What is needed is an exact copy of the entries below, from the line that contains "of the front" through the final line, both included, and nothing else.
▬▬▬▬▬▬▬▬▬▬
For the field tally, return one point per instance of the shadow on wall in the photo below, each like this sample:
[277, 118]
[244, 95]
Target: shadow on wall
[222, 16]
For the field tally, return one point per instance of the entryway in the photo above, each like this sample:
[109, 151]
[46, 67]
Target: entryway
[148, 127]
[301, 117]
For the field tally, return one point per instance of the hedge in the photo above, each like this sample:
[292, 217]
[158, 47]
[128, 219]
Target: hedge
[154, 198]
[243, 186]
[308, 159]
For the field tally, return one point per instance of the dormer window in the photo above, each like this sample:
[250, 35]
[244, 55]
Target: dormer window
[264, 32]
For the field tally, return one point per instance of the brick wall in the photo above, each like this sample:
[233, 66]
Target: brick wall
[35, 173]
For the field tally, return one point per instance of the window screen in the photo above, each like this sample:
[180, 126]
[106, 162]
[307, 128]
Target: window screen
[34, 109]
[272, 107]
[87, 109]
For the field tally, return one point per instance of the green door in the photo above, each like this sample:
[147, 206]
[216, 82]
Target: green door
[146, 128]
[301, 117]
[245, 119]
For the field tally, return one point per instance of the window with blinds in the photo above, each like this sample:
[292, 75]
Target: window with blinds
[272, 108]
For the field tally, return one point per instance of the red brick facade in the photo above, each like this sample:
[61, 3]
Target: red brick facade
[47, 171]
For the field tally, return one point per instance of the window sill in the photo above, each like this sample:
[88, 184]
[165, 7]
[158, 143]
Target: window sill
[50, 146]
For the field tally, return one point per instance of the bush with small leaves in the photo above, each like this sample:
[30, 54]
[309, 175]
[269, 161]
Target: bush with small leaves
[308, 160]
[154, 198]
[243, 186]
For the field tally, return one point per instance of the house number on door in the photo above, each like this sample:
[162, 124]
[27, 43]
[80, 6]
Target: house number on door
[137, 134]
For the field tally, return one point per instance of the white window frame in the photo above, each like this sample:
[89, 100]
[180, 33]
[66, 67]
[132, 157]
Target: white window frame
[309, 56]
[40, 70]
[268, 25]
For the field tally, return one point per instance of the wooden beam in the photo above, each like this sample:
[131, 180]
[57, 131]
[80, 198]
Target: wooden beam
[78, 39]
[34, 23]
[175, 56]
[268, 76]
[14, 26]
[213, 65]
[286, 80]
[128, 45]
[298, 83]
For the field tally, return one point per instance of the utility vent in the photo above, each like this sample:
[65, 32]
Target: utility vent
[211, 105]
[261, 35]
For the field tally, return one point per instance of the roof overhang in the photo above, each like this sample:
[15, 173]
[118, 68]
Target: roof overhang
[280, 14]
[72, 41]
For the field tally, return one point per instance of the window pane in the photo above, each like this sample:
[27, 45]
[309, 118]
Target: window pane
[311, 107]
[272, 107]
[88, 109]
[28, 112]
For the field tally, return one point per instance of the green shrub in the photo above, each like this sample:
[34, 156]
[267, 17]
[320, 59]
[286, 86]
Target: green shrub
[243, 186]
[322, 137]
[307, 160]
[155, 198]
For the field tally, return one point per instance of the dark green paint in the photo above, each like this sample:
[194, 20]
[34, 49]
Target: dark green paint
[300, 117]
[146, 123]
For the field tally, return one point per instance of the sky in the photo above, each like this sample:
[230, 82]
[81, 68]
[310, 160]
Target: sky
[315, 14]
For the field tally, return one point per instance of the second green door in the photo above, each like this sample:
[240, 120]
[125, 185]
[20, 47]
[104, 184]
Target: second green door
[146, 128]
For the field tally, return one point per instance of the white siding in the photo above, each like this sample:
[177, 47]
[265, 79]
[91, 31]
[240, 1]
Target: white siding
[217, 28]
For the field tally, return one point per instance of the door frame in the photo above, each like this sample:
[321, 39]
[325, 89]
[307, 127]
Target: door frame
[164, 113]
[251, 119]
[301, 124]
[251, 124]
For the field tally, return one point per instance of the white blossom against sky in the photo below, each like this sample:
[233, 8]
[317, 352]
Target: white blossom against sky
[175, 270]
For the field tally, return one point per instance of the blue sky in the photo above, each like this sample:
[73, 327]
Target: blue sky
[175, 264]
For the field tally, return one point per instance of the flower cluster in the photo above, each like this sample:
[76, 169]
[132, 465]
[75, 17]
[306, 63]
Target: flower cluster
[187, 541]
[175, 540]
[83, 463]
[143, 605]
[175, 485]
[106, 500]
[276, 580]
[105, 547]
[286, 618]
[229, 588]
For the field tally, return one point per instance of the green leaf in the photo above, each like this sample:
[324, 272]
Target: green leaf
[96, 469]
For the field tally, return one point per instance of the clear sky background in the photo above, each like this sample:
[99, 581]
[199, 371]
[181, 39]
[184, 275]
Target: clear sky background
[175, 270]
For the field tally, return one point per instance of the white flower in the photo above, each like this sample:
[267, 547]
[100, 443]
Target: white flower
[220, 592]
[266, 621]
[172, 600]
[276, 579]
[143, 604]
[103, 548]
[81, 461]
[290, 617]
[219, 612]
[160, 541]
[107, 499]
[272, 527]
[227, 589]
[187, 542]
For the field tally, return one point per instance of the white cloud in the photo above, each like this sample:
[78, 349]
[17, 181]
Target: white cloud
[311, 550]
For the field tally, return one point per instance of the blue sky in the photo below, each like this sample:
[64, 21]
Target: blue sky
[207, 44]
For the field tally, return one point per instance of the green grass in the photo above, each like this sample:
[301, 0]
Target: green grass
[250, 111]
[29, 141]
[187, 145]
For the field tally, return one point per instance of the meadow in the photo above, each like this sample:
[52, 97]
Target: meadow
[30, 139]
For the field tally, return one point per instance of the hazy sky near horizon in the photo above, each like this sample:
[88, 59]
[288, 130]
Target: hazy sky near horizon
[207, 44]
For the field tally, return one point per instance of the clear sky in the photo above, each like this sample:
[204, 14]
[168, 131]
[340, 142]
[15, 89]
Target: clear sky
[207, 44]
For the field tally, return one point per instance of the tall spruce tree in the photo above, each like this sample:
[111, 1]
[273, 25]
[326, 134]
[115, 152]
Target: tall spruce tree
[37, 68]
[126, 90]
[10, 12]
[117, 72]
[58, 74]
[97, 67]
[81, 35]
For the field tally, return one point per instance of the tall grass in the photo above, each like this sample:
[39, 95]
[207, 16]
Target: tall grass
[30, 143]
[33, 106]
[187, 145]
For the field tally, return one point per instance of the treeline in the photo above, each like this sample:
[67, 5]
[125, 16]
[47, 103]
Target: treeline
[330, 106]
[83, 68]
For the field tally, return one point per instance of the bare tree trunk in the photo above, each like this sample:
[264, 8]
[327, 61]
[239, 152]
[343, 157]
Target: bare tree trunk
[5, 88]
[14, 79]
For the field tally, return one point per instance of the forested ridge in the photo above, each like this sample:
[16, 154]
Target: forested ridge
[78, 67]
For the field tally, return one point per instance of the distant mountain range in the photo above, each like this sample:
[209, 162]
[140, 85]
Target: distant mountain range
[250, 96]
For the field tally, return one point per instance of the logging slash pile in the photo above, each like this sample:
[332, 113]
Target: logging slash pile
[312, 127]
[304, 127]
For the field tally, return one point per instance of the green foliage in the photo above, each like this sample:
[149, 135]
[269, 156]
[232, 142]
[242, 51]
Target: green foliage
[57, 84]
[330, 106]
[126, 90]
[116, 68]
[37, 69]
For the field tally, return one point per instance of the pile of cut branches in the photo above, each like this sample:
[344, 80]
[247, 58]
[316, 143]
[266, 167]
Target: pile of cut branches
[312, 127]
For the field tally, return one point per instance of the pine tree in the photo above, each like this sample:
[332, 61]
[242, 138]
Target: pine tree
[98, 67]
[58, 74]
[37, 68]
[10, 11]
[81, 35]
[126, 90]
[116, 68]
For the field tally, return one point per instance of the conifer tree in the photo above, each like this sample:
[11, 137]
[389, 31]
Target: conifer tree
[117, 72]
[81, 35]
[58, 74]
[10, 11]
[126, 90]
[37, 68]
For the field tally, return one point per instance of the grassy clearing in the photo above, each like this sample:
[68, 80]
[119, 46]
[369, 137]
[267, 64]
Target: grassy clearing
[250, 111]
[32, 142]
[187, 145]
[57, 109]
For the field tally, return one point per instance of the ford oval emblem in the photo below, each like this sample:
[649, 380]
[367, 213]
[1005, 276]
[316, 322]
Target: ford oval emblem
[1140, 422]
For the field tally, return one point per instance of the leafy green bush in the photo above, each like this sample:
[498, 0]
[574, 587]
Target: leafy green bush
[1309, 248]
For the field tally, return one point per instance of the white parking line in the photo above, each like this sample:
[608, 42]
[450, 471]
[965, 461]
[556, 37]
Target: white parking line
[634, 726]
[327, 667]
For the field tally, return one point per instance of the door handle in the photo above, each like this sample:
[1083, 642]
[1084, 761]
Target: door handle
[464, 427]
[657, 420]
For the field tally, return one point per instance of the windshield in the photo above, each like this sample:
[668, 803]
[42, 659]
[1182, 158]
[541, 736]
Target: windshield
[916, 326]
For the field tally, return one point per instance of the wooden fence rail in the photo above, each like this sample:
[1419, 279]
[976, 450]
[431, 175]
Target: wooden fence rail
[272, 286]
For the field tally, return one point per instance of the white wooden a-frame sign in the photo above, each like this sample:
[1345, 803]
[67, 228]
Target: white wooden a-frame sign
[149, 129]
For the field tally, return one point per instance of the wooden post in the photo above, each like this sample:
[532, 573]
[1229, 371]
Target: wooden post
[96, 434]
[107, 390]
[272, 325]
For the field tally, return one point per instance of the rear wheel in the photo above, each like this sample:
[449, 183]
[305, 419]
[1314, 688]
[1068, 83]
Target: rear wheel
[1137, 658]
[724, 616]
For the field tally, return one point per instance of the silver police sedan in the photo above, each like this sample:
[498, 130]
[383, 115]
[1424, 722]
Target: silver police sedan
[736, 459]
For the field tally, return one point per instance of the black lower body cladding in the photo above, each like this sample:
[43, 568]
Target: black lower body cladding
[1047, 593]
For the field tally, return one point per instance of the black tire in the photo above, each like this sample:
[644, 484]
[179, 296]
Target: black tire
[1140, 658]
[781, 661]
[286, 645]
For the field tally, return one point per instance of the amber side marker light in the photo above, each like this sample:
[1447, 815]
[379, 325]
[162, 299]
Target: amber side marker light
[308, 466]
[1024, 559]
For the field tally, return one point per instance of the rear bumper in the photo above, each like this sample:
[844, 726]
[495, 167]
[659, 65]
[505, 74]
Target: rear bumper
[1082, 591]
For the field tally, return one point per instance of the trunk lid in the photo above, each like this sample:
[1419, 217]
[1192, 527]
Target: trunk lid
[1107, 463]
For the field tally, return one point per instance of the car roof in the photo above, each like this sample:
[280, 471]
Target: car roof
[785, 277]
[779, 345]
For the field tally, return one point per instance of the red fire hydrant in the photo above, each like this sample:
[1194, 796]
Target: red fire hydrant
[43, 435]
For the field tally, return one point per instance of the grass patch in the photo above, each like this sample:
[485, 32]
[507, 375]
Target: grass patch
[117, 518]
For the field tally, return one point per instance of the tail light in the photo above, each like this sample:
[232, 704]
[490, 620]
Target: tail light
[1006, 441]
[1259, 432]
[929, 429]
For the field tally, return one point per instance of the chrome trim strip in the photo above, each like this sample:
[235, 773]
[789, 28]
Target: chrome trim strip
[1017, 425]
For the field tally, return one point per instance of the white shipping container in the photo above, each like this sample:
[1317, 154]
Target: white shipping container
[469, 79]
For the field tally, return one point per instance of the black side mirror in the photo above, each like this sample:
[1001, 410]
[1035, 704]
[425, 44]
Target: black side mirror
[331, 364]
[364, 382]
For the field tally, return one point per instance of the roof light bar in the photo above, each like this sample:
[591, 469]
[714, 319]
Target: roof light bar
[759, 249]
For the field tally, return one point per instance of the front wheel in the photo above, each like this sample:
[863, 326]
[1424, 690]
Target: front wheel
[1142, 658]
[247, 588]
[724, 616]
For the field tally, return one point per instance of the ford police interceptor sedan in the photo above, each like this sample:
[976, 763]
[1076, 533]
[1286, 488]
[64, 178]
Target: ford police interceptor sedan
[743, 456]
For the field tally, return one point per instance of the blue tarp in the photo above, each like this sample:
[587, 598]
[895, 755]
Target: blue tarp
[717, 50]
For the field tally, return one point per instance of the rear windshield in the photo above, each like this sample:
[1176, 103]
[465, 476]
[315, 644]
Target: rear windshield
▬▬▬▬▬▬▬▬▬▬
* WRITTEN REPLY:
For the field tally, return one point per instance of the front wheel in the photo above, each like this sample:
[863, 326]
[1424, 690]
Target: front wheel
[1142, 658]
[247, 588]
[724, 616]
For the field tally, return one point per instance of the ford police interceptor sedan in the photo above, each like this sample:
[976, 763]
[1076, 533]
[1286, 488]
[64, 178]
Target: ford police interceptor sedan
[743, 456]
For the field tally, return one point per instance of the blue tarp in the photo above, each like this sample:
[587, 598]
[895, 755]
Target: blue tarp
[717, 50]
For the field tally, return one point per instance of the rear windshield in the photo above, each like this sample:
[1176, 103]
[465, 476]
[315, 644]
Target: rear windshield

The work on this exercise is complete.